Records listed in a dataset
--- start ---

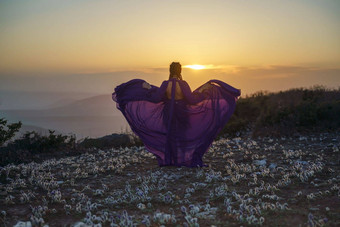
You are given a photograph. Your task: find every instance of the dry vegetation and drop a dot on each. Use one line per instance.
(288, 181)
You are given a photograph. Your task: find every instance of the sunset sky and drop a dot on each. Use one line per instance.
(87, 45)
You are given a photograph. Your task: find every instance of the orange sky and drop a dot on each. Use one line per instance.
(262, 42)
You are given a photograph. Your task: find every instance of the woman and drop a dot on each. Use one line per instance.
(175, 124)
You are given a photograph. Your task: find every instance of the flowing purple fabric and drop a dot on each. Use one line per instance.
(178, 132)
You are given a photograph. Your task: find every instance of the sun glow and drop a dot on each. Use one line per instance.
(197, 67)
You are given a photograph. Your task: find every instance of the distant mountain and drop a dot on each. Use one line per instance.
(38, 100)
(94, 117)
(101, 105)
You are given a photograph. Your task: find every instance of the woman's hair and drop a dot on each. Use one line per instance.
(175, 71)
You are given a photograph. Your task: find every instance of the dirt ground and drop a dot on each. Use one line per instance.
(266, 181)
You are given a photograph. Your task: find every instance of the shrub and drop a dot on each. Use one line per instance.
(7, 131)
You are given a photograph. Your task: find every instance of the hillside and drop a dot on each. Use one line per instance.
(297, 110)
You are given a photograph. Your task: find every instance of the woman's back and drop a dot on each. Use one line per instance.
(178, 92)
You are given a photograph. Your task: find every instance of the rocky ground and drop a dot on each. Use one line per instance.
(267, 181)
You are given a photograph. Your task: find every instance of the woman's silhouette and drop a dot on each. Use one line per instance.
(175, 124)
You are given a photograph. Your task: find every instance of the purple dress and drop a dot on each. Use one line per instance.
(177, 132)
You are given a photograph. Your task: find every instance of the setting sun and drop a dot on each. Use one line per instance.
(197, 67)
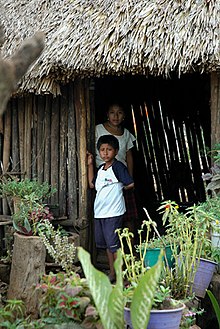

--- end ---

| What you will do |
Convert every line from the one containing "of the setting" through the end of the records into a JSON list of strings, one string per line, leaving out blank lines and any pictures.

| Written answer |
[
  "You are given a photograph. Your task: find every instance of the setting sun and drop a dot on each. Use one line per instance.",
  "(197, 67)"
]